Copy out all the data, word for word.

## BEGIN Stored data

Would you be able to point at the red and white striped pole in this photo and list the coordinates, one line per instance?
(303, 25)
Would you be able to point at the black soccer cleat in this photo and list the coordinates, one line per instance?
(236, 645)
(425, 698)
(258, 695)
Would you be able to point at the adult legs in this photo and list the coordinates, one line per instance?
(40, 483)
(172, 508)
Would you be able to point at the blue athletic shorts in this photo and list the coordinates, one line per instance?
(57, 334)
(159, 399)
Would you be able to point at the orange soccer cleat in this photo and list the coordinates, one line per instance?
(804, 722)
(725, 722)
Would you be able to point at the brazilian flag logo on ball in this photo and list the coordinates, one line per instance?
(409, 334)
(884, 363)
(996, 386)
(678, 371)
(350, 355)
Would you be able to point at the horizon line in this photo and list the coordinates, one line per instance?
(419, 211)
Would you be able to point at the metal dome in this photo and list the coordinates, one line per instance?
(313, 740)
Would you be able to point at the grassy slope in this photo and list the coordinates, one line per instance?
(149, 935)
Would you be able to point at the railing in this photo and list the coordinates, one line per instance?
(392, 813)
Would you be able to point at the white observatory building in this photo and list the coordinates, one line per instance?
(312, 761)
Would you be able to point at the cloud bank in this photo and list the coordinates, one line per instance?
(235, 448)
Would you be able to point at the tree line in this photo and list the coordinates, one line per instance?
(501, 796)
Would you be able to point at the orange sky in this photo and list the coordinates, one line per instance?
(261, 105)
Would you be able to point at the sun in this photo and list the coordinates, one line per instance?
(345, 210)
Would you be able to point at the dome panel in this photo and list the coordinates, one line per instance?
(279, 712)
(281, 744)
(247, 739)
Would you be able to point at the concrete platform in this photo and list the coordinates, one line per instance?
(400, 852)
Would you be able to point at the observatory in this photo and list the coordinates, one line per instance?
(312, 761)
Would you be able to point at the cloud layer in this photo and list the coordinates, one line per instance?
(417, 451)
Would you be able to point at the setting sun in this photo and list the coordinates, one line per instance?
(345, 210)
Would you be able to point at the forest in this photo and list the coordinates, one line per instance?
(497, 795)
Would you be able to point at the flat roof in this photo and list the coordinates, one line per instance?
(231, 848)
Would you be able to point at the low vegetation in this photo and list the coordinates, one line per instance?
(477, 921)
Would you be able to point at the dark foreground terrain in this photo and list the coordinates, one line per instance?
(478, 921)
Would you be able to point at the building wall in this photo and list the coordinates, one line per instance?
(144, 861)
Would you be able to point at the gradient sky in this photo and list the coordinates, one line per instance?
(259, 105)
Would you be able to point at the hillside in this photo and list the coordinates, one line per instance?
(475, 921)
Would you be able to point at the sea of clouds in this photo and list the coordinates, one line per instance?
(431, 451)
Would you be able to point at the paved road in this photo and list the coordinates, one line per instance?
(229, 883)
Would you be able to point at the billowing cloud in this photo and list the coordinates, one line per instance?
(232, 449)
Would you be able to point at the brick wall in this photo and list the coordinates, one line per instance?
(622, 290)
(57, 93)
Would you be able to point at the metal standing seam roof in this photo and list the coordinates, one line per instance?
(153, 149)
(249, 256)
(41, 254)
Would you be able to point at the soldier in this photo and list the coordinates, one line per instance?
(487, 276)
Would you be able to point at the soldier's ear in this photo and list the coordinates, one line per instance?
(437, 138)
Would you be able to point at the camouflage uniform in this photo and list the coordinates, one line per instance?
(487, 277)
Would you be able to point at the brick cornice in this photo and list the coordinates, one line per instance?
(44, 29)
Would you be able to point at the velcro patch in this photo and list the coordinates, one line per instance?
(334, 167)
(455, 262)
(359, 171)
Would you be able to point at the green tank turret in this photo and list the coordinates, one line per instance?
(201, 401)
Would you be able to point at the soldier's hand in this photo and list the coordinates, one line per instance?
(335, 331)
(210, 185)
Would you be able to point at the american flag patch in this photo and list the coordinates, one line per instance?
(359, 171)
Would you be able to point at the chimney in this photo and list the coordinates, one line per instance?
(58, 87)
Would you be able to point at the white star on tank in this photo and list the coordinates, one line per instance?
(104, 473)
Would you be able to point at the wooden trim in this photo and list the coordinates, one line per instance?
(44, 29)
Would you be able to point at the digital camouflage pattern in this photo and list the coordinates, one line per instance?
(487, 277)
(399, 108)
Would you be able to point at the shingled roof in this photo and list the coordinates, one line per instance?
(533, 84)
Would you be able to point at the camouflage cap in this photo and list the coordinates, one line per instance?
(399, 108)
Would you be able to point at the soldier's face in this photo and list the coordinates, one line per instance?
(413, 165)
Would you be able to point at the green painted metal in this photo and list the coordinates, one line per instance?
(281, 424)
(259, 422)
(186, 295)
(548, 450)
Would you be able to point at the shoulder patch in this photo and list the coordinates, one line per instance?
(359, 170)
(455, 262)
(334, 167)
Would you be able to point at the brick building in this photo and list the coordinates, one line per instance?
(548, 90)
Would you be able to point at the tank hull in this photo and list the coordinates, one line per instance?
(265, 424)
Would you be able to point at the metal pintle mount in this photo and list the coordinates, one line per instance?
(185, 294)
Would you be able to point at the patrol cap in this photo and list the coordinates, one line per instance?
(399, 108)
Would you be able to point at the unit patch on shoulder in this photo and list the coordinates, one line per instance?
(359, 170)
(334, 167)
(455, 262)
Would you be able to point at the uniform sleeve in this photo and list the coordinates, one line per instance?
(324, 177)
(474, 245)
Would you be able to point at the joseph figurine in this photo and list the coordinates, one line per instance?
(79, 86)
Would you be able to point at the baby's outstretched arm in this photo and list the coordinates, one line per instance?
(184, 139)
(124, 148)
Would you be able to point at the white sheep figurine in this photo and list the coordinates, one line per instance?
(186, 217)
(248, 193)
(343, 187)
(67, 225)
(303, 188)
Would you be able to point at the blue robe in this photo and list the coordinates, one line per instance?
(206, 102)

## END Stored data

Expected output
Would you be able to point at the red and white striped pole in this photo and list the coordinates, one line per instance?
(303, 25)
Would you be able to point at the black soccer cleat in this photo and list the coordinates, one line per instance?
(236, 645)
(425, 698)
(258, 695)
Would you be able to point at the adult legs in this photo and list the coordinates, one line per instance?
(40, 483)
(172, 508)
Would you be able to point at the blue athletic shorts in this photo and list the coordinates, one line per instance?
(57, 334)
(159, 399)
Would you be able to point at the orange soccer cleat in this photo and list the coordinates, one line per instance?
(804, 722)
(725, 722)
Would you be able to point at the brazilian flag logo on ball in this photo and list the coordinates, one line per instance?
(409, 334)
(884, 363)
(996, 386)
(678, 371)
(350, 355)
Would you be able to point at the horizon line in this photo and list the coordinates, one line per instance?
(419, 211)
Would you be able to point at the metal dome in this photo and list the coordinates, one line per instance?
(313, 740)
Would you be able to point at the grassy slope in this photo and list the coordinates, one line per instance?
(149, 935)
Would you be able to point at the railing in this photo and list the coordinates, one line per instance?
(392, 813)
Would you be able to point at the white observatory building in this photo and list the coordinates, one line per instance?
(312, 761)
Would you be able to point at the cloud bank in this photo and list the coordinates, one line per instance?
(235, 448)
Would you be able to point at the tree line in this photo and list the coordinates, one line per instance?
(501, 796)
Would you be able to point at the orange sky in this photo and list the coordinates, one line per instance?
(261, 105)
Would you be able to point at the sun in this photo and list the coordinates, one line per instance?
(345, 210)
Would you be able to point at the dome panel in this photo and list the coordinates, one line per instance?
(279, 712)
(281, 744)
(247, 739)
Would you be able to point at the concrete platform in this photo and list the coordinates, one line per instance?
(400, 852)
Would you be able to point at the observatory in this photo and list the coordinates, one line per instance?
(312, 761)
Would you be able to point at the cloud layer in this photo and list the coordinates, one line per instance?
(417, 451)
Would you be able to point at the setting sun in this photo and list the coordinates, one line per instance?
(345, 210)
Would you be able to point at the forest in this photo and list the coordinates, one line per instance?
(497, 795)
Would you be able to point at the flat roof in this photo and list the coordinates, one line per instance?
(231, 848)
Would you be able to point at the low vegetation in this photo and list the coordinates, one line per instance?
(477, 921)
Would you be able to point at the dark foreground terrain in this photo and list the coordinates, one line per instance?
(478, 921)
Would you be able to point at the building wall in this photo and list the coordinates, one line per instance?
(144, 861)
Would you be able to point at the gradient sky in this photo and list the coordinates, one line per instance?
(259, 105)
Would you be able to point at the hillside in this photo and list the coordinates, one line per instance?
(475, 921)
Would you be able to point at the sea of clouds in this photo and list the coordinates, one line per instance?
(431, 451)
Would you be able to point at the paved road in this photo and list the coordinates, one line per instance?
(229, 883)
Would you be able to point at the billowing cloud in this photo and list the coordinates, one line per instance?
(232, 449)
Would you be able to point at the brick wall in this photo and list the coordinates, one line per instance?
(622, 290)
(57, 93)
Would you be able to point at the metal standing seam roof in this photo and list the coordinates, one line per instance?
(153, 149)
(249, 256)
(41, 254)
Would you be able to point at the soldier in this photo and list the coordinates, one line per instance?
(487, 276)
Would you be able to point at the soldier's ear in this photo and list the coordinates, one line per instance?
(437, 138)
Would you be able to point at the camouflage uniform in this photo and list the coordinates, one line per instance?
(487, 277)
Would you be able to point at the brick cornice in this photo and list the coordinates, one line per instance?
(44, 29)
Would you be able to point at the velcro patch in this photo and list the coordinates, one line per instance?
(334, 167)
(455, 262)
(359, 171)
Would you be able to point at the green tank turret in this photo and list the coordinates, one line per instance?
(201, 401)
Would you be able to point at the soldier's hand in this photo and list the coordinates, one line per instance?
(335, 331)
(210, 185)
Would you be able to point at the american flag patch in this photo and list the coordinates, one line per instance?
(359, 171)
Would you be able to point at the chimney in this photo and list the coordinates, one line per instance?
(58, 87)
Would you be able to point at the white star on tank in this photo and list the coordinates, one line per instance?
(104, 473)
Would you be able to point at the wooden trim in this photo and list the coordinates, one line per instance?
(44, 29)
Would you be able to point at the digital camouflage pattern in this photo and list the coordinates, one line per instance?
(487, 277)
(399, 108)
Would you be able to point at the shingled roof in this photo and list the coordinates, one line per instance?
(533, 84)
Would you be able to point at the camouflage cap in this photo and list the coordinates, one line per instance?
(399, 108)
Would you be able to point at the soldier's face in this photo and list the coordinates, one line per instance?
(413, 165)
Would you be able to point at the green painted metal in this photo and list the coordinates, one line per instance?
(281, 424)
(259, 422)
(186, 295)
(548, 450)
Would you be able to point at the shoulder patch in this photo and list the coordinates, one line per instance?
(359, 170)
(455, 262)
(334, 167)
Would you be able to point at the brick building in this photo and list the coordinates, one line per instance?
(548, 90)
Would you be able to point at the tank hull in this photo and list the coordinates, one line per instance?
(265, 424)
Would you be able to point at the metal pintle mount in this photo and list the coordinates, one line per instance?
(185, 294)
Would you be able to point at the patrol cap in this photo and list the coordinates, one line per instance?
(399, 108)
Would you be able to point at the unit patch on shoulder in this photo and list the coordinates, one line per instance?
(359, 170)
(334, 167)
(455, 262)
Would you be able to point at the uniform sleeve in this photo and list the coordinates, one line per instance?
(324, 177)
(474, 245)
Would you be able to point at the joseph figurine in this photo and list the coordinates, one line per instance?
(79, 86)
Would you be able to point at the baby's outstretched arm in this photo and list the coordinates, one line per instance?
(184, 139)
(124, 148)
Would you be able to point at the white sheep figurine in this photo and list the coordinates, one line per instance?
(186, 217)
(248, 193)
(343, 187)
(67, 225)
(303, 188)
Would you be able to point at the blue robe in this photo and list the coordinates, one line per instance?
(206, 102)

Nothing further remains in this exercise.